On-line version ISSN 2078-5135
SAMJ, S. Afr. med. j. vol.101 n.4 Cape Town Apr. 2011
Poor long-term outcomes for cryptococcal meningitis in rural South Africa
Richard J LessellsI; Portia C MutevedziII; Tom HellerIV; Marie-Louise NewellIII
IBSc, MB ChB, MRCP, DTM&H, DipHIVMed, Africa Centre for Health and Population Studies, University of KwaZulu-Natal, Mtubatuba, KwaZulu-Natal
IIBSc, MSc, Africa Centre for Health and Population Studies, University of KwaZulu-Natal, Mtubatuba, KwaZulu-Natal
IIIMB, MSc, PhD, Africa Centre for Health and Population Studies, University of KwaZulu-Natal, Mtubatuba, KwaZulu-Natal, UCL Institute of Child Health, London, UK
IVMD, Hlabisa Hospital, Hlabisa, KwaZulu-Natal
OBJECTIVES: To explore linkage to and retention in HIV care after an episode of cryptococcal meningitis (CM) in rural South Africa.
DESIGN: A retrospective case series of adult individuals (>16 years old) with laboratory-confirmed CM from January - December 2007 at Hlabisa Hospital - a district hospital in northern KwaZulu-Natal.

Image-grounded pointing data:
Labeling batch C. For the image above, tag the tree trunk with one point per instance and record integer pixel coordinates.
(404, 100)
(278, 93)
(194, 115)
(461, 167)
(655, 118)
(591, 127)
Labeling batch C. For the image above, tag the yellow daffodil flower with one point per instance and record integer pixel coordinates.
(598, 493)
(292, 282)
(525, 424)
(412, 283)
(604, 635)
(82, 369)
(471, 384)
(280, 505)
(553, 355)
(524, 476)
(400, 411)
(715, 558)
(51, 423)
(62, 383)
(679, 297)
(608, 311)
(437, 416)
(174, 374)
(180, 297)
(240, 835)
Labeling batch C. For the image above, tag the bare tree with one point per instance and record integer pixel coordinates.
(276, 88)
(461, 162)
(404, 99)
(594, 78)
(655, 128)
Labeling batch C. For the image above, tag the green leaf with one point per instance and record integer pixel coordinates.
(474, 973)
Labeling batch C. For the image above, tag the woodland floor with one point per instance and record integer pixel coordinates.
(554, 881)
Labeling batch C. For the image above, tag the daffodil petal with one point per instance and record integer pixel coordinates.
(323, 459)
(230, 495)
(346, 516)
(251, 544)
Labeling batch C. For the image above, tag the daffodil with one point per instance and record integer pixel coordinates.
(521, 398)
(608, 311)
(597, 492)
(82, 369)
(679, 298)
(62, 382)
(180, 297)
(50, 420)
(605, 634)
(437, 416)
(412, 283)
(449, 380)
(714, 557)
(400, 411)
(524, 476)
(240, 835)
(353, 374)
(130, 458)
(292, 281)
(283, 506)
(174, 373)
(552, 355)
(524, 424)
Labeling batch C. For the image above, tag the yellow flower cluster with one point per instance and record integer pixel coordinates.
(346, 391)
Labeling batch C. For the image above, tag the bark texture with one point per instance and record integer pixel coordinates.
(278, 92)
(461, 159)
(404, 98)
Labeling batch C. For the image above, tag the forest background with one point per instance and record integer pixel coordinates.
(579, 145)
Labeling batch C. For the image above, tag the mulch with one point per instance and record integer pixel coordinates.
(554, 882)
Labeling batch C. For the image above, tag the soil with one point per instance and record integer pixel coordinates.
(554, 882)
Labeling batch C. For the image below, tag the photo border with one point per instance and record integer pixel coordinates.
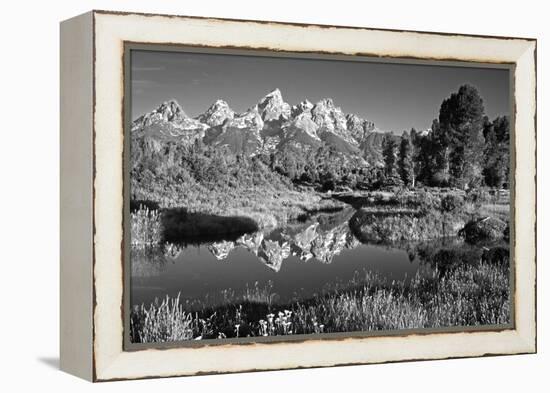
(173, 48)
(111, 30)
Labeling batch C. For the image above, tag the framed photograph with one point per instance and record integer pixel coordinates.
(246, 195)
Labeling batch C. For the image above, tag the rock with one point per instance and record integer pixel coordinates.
(483, 229)
(272, 106)
(169, 121)
(217, 114)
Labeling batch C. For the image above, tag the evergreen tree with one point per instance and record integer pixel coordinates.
(496, 164)
(405, 162)
(388, 152)
(460, 138)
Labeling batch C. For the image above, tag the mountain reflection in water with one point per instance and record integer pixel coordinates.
(295, 262)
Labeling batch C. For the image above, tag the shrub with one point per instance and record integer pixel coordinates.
(452, 202)
(484, 229)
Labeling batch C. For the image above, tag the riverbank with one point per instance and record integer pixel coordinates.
(229, 216)
(443, 294)
(426, 215)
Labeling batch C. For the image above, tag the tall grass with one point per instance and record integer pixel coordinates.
(465, 295)
(161, 322)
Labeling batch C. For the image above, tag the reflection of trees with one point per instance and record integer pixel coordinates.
(147, 261)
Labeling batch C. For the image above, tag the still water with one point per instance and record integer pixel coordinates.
(295, 262)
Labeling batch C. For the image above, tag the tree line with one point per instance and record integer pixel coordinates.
(464, 148)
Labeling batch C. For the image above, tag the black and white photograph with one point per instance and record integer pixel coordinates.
(278, 196)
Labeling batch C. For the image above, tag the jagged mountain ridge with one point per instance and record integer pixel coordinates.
(266, 127)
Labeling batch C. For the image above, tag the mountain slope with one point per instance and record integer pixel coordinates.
(267, 128)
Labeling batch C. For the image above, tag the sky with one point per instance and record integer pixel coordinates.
(395, 97)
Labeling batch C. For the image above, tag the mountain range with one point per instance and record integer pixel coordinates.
(267, 127)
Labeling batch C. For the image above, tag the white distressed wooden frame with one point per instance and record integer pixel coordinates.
(92, 195)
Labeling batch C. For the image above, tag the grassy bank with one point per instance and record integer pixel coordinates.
(422, 215)
(463, 295)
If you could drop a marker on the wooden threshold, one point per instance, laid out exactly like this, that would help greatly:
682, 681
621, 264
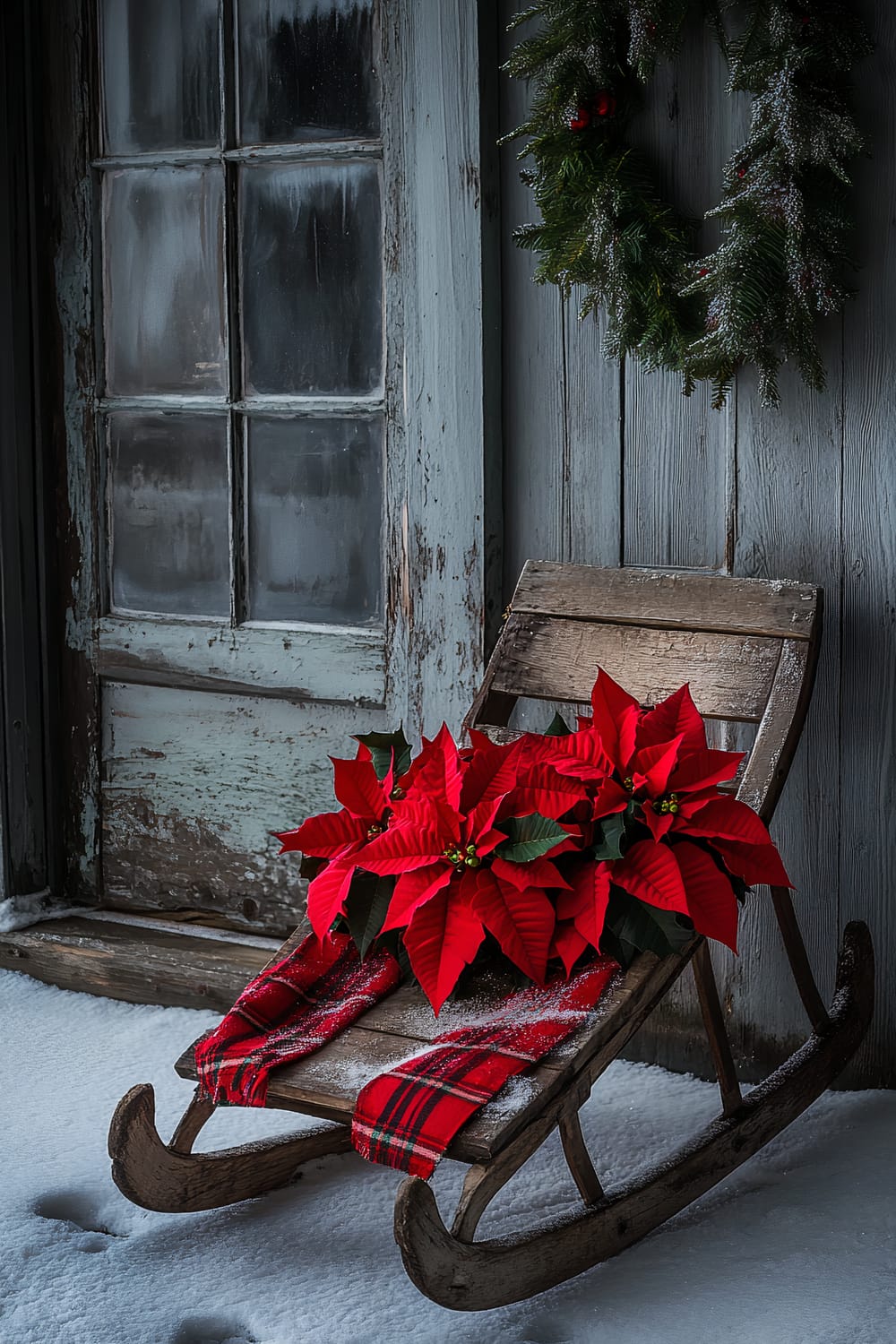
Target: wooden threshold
140, 959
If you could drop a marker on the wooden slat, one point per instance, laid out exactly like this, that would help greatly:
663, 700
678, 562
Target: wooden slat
667, 599
861, 814
551, 659
678, 449
327, 1083
330, 664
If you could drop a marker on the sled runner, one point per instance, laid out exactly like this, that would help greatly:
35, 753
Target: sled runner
748, 650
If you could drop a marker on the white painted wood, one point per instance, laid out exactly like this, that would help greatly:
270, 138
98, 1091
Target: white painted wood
440, 456
339, 664
211, 736
804, 494
866, 800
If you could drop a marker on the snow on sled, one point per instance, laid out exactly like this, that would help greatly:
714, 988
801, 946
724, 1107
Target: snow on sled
748, 650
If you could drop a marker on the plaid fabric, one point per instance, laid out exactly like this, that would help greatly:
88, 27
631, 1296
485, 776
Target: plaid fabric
409, 1116
288, 1012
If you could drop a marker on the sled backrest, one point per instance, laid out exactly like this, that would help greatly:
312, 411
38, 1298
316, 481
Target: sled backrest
747, 647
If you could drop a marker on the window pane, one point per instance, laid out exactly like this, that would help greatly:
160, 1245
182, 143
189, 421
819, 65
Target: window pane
160, 80
312, 279
314, 519
169, 513
164, 311
306, 70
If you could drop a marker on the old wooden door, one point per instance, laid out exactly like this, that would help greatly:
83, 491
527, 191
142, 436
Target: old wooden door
269, 290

Explore the material:
(1) Repeat the wording of the cryptococcal meningitis abstract between "DESIGN: A retrospective" and "in northern KwaZulu-Natal.", inclusive.
(2) Answer these questions from the cryptococcal meningitis abstract:
(a) At which hospital were the cases in the series seen?
(b) What age did adults in the case series have to exceed?
(c) In which volume and issue of the journal did the article appear?

Numbered responses:
(1)
DESIGN: A retrospective case series of adult individuals (>16 years old) with laboratory-confirmed CM from January - December 2007 at Hlabisa Hospital - a district hospital in northern KwaZulu-Natal.

(2)
(a) Hlabisa Hospital, a district hospital in northern KwaZulu-Natal.
(b) 16 years.
(c) Volume 101, issue 4.